(Records from a collection)
- Opening Delimiter -

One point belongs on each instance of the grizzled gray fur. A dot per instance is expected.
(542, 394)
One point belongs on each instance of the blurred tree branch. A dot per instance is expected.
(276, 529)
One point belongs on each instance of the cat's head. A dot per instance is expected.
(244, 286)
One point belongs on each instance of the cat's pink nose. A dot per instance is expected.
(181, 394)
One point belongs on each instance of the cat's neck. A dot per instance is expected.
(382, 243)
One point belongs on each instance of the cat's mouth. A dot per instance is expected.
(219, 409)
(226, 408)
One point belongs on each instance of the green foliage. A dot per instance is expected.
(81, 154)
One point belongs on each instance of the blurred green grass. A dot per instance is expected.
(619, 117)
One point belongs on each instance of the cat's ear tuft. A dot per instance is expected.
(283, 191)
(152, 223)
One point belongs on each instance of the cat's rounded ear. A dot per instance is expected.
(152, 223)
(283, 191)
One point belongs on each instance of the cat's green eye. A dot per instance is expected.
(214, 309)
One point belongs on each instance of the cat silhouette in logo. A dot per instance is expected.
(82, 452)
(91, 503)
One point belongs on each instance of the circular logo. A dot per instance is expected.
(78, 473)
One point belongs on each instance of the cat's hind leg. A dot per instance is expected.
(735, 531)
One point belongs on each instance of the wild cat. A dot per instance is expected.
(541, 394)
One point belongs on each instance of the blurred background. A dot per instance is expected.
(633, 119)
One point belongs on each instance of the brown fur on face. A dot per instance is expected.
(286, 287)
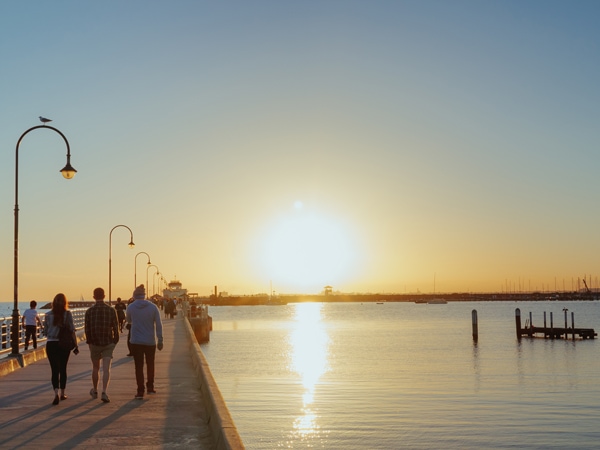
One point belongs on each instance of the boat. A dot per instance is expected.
(437, 301)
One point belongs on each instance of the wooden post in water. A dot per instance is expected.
(475, 327)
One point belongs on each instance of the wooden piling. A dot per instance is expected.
(475, 325)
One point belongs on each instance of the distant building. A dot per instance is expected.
(175, 291)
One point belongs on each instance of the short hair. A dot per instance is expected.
(99, 294)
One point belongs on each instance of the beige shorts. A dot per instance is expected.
(101, 351)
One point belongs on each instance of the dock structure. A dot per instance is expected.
(186, 412)
(550, 331)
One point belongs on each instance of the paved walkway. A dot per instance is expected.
(174, 417)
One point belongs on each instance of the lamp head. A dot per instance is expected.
(68, 171)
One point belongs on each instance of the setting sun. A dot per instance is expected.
(306, 251)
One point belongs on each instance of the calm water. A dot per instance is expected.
(402, 375)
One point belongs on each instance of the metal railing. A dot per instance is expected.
(6, 323)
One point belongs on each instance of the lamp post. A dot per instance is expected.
(131, 245)
(68, 172)
(157, 271)
(135, 267)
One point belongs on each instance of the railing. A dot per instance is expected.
(6, 324)
(191, 310)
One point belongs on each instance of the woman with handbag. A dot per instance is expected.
(58, 325)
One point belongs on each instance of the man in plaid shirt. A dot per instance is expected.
(102, 335)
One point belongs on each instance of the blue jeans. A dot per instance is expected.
(140, 352)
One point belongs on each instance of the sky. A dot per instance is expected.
(258, 146)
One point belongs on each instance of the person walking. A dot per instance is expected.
(58, 357)
(102, 335)
(146, 337)
(30, 321)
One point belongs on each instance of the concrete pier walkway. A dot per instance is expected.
(174, 417)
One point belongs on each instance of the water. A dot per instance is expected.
(401, 375)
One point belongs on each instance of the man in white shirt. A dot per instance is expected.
(30, 321)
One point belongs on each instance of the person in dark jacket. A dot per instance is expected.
(58, 357)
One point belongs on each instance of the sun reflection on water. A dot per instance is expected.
(309, 341)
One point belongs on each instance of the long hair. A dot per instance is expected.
(59, 306)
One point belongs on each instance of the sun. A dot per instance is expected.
(302, 252)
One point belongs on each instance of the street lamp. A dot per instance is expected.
(157, 271)
(131, 245)
(135, 267)
(68, 172)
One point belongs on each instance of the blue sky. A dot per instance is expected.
(363, 145)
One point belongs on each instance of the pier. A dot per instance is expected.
(549, 331)
(187, 411)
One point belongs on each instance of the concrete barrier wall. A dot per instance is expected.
(220, 421)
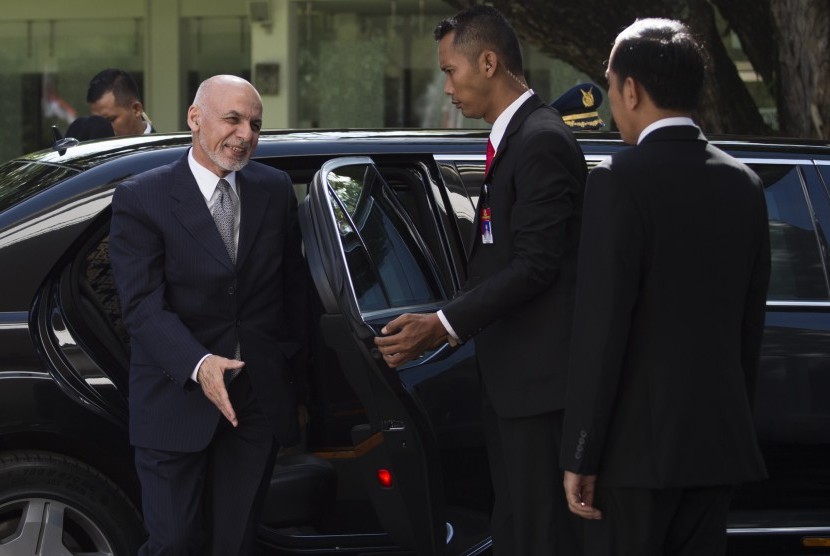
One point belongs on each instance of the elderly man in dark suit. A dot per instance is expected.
(673, 269)
(519, 291)
(206, 256)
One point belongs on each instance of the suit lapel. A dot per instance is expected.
(254, 202)
(525, 110)
(192, 212)
(513, 126)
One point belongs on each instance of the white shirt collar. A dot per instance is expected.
(665, 122)
(500, 125)
(207, 180)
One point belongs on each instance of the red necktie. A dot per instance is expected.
(491, 152)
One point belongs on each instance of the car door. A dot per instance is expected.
(369, 265)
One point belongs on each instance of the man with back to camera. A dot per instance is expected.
(206, 256)
(674, 264)
(113, 94)
(518, 296)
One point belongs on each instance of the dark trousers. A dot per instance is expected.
(530, 516)
(665, 522)
(209, 502)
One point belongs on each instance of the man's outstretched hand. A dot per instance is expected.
(407, 337)
(211, 376)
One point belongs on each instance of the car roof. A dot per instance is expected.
(344, 142)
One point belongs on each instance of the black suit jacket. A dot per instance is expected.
(519, 293)
(673, 272)
(182, 297)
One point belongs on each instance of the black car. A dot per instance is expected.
(391, 462)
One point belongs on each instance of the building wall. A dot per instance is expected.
(317, 63)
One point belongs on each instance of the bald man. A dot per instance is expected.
(206, 256)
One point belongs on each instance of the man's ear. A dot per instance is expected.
(488, 60)
(632, 93)
(193, 118)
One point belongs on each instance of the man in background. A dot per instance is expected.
(113, 94)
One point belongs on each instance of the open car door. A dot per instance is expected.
(370, 265)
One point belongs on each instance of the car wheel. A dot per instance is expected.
(51, 504)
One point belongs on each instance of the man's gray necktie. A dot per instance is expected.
(224, 214)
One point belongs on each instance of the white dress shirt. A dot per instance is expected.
(207, 180)
(496, 135)
(665, 122)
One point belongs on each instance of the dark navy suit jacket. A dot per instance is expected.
(674, 264)
(182, 297)
(519, 293)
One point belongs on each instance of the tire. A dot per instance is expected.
(53, 505)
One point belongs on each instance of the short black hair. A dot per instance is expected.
(121, 83)
(484, 27)
(665, 58)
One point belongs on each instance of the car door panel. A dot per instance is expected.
(364, 259)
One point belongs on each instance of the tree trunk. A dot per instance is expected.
(803, 37)
(581, 33)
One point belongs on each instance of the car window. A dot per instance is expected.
(21, 180)
(388, 265)
(797, 267)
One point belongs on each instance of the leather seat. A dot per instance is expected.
(302, 487)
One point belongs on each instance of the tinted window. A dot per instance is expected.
(21, 180)
(386, 259)
(797, 269)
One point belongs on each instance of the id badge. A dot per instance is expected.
(486, 227)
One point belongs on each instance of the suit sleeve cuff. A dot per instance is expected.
(194, 375)
(448, 326)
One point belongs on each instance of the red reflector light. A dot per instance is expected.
(385, 478)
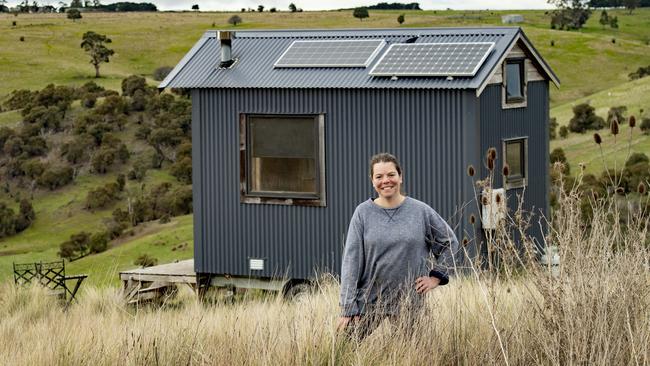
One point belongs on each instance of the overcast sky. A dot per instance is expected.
(328, 5)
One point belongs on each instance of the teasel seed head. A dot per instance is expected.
(597, 138)
(613, 127)
(490, 164)
(492, 153)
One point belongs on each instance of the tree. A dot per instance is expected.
(631, 5)
(604, 18)
(234, 20)
(360, 13)
(613, 22)
(570, 14)
(93, 44)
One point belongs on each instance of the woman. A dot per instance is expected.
(386, 257)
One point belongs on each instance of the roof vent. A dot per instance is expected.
(225, 38)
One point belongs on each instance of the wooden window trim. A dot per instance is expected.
(277, 198)
(508, 103)
(516, 182)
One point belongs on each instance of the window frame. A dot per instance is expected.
(247, 195)
(514, 102)
(510, 182)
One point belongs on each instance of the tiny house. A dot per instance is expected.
(284, 122)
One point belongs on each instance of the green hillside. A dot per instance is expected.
(590, 66)
(51, 53)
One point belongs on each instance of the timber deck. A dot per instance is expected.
(179, 272)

- Closing Delimiter -

Problem details = The reply should hold every line of the records unchanged and no pictures.

Finished task =
One point belongs on each instance of the grizzled gray fur. A dot per instance is expected.
(542, 394)
One point belongs on each instance of the blurred tree branch. A dot per instance is expected.
(276, 529)
One point belongs on each instance of the cat's head. A dot per instance is expected.
(244, 286)
One point belongs on each instance of the cat's pink nose. A dot per instance is expected.
(181, 394)
One point belongs on each instance of the cat's neck. A dot per instance is expected.
(382, 243)
One point belongs on each instance of the cat's mouth. A dot per instance is expected.
(219, 409)
(226, 408)
One point belongs on each instance of the green foliage. A dot per instance is expected.
(81, 154)
One point belongs on each instance of the blurred green grass. A dot per instance is expected.
(619, 117)
One point belongs on each instance of the cat's ear tuft. A dot per instance is expected.
(283, 191)
(152, 223)
One point belongs on each instance of the cat's rounded ear. A dot per instance is expected.
(152, 223)
(283, 191)
One point belongs on each instance of the cat's green eye. A dot per instance is expected.
(214, 309)
One point belongs on each instance of the cat silhouette in logo. A dot per instance is expected.
(82, 452)
(91, 503)
One point belongs on each instance of the circular logo. A dot per instance is expected.
(78, 473)
One point belongs on each instance of the cat's hind leg. A dot per instance is expected.
(735, 531)
One point belongs on each instance of the wild cat. A dot per instance is expected.
(541, 394)
One point belongs on each instance of the blurred background. A dot per instance is expected.
(633, 119)
One point belongs on each instance of the brown fur on face. A dot per instance is expected.
(286, 287)
One point belongs on each instance of the boat. A dot per instance is expected.
(437, 301)
One point belongs on each instance of the wooden post in water. A dot per instance is expected.
(475, 327)
One point belongs on each instance of the wooden piling. A dot per instance is expected.
(475, 325)
One point belongs on each instance of the distant building. A dot per instance is expected.
(175, 291)
One point belongs on each instance of the short hair. A dot per instance is expected.
(99, 294)
One point belongs on each instance of the beige shorts. A dot per instance is expected.
(101, 351)
One point belongs on each instance of the dock structure. A dot per instance is expected.
(186, 412)
(550, 331)
One point belongs on each instance of the paved walkway. A dot per instance is expected.
(174, 417)
One point belongs on each instance of the lamp head. A dot per instance is expected.
(68, 171)
One point belongs on each instance of the setting sun. A dot per instance is expected.
(306, 251)
One point belongs on each instance of the calm water. A dot per instance is expected.
(402, 375)
One point belongs on each instance of the metal railing. A dot per instance is expected.
(6, 323)
One point belongs on each instance of the lamp post. A dot per instance is expected.
(131, 245)
(68, 172)
(157, 271)
(135, 267)
One point belongs on each instance of the railing. A dot per instance is expected.
(6, 324)
(191, 310)
One point belongs on each instance of the woman with handbag. A dot per instance is expected.
(58, 325)
One point belongs on each instance of the man in plaid shirt. A dot per instance is expected.
(102, 335)
One point belongs on each instance of the blue jeans. A dot per instance is expected.
(140, 352)
One point belongs on each instance of the sky. A dot per instance is expected.
(258, 146)
One point belongs on each instance of the person walking. A dot per instance is expected.
(58, 357)
(102, 335)
(146, 337)
(30, 321)
One point belongs on each instance of the concrete pier walkway. A dot per instance is expected.
(174, 417)
One point belongs on each instance of the water. A dot per instance is expected.
(401, 375)
One point belongs on each instance of the man in white shirt. A dot per instance is expected.
(30, 321)
One point belongs on each instance of the person in dark jacket. A dot per instance is expected.
(58, 357)
One point belongs on each instance of the sun reflection on water. A dot per instance is expected.
(309, 341)
One point belongs on each instance of the long hair. A dot per instance is expected.
(59, 306)
One point belongs on each instance of the sun. A dot per instance is expected.
(302, 252)
One point belongs on each instance of the street lamp. A dot per instance is expected.
(157, 271)
(131, 245)
(135, 267)
(68, 172)
One point belongs on each instance of the blue sky. A dot per instance is expected.
(363, 145)
One point belongs on each instance of the pier. A dot per instance is expected.
(549, 331)
(187, 411)
One point belongs on each instance of the concrete barrier wall. A dot per instance is expected.
(220, 421)
One point belongs on each instance of the elderly man in dark suit. A dot per instance is expected.
(673, 269)
(519, 291)
(206, 256)
One point belongs on each instance of the suit lapel. A dot per instance is expected.
(254, 202)
(525, 110)
(192, 212)
(513, 126)
One point belongs on each instance of the white shirt collar. A dot per instance is expected.
(665, 122)
(500, 125)
(207, 180)
One point belongs on each instance of the red necktie. A dot per instance is expected.
(491, 152)
One point belongs on each instance of the car door. A dot per instance is expected.
(369, 265)
One point belongs on each instance of the man with back to camera. A dot per instance is expected.
(206, 256)
(674, 264)
(113, 94)
(518, 296)
One point belongs on each instance of the dark trousers. A dot per instance is expected.
(530, 516)
(665, 522)
(209, 502)
One point belongs on each instance of the man's outstretched hand. A dot per instance is expected.
(407, 337)
(211, 376)
One point belongs on each instance of the car roof. A dot per instance is expected.
(344, 142)
One point belongs on each instance of the black suit jacket. A dot per instance is expected.
(519, 293)
(673, 272)
(182, 297)
One point belongs on each instance of the black car. A dot per instance is expected.
(391, 462)
One point belongs on each instance of the building wall. A dot per instance is expected.
(317, 63)
One point belongs on each instance of the bald man. A dot per instance is expected.
(206, 256)
One point belongs on each instance of the man's ear. A dot per instance is expected.
(488, 60)
(632, 93)
(193, 118)
One point belongs on each instance of the man in background. A dot per instance is expected.
(113, 94)
One point belongs on each instance of the open car door. A dot per instance is expected.
(370, 265)
One point belongs on each instance of the car wheel. A dot per instance is expected.
(51, 504)
One point belongs on each instance of the man's gray necktie. A dot per instance is expected.
(224, 214)
One point belongs on each instance of the white dress shirt. A dot per instance is expected.
(207, 180)
(496, 135)
(665, 122)
One point belongs on each instance of the dark navy suit jacket. A dot per instance is expected.
(674, 264)
(182, 297)
(519, 293)
One point belongs on each instance of the tire. A dot per instance is expected.
(53, 505)
One point belongs on each instance of the short black hair. A dot per instance is expected.
(121, 83)
(484, 27)
(665, 58)
One point belongs on each instance of the car door panel. A dot per instance is expected.
(364, 259)
One point belongs on each instance of the tree trunk. A dot per instance is expected.
(803, 37)
(581, 33)
One point belongs on each instance of the car window. A dot per instance is expected.
(21, 180)
(388, 265)
(797, 267)
One point belongs on each instance of the leather seat. A dot per instance is expected.
(302, 487)
One point belongs on each instance of the tinted window. A dot per instance is expected.
(21, 180)
(386, 259)
(797, 269)
One point belongs on each instance of the id badge. A dot per instance is expected.
(486, 227)
One point belongs on each instance of the suit sleeve cuff. A dot per instance is expected.
(194, 375)
(448, 326)
One point belongs on each instance of the red reflector light. A dot per instance is expected.
(385, 478)
One point belongs on each instance of the overcast sky. A dot per instance is expected.
(328, 5)
One point belongs on each instance of the teasel seed head. A dot per instance is expected.
(597, 138)
(613, 127)
(490, 164)
(492, 153)
One point belongs on each instance of the tree. A dot per instance is expected.
(631, 5)
(604, 18)
(234, 20)
(360, 13)
(613, 22)
(570, 14)
(93, 44)
One point belongs on each instance of the woman. A dot per instance is expected.
(386, 257)
One point belongs on each instance of the roof vent. A dot per instance is expected.
(225, 38)
One point belongs on each instance of the wooden window trim. A dot per instance is expected.
(277, 198)
(508, 103)
(516, 182)
One point belongs on each instance of the window frame. A dot per instance is expected.
(247, 195)
(514, 102)
(510, 182)
One point belongs on each instance of the tiny house. A dot per instance is expected.
(284, 122)
One point belongs on each instance of the green hillside. A dot per instance is expected.
(590, 66)
(51, 53)
One point belongs on each instance of the timber deck. A dot per instance is expected.
(179, 272)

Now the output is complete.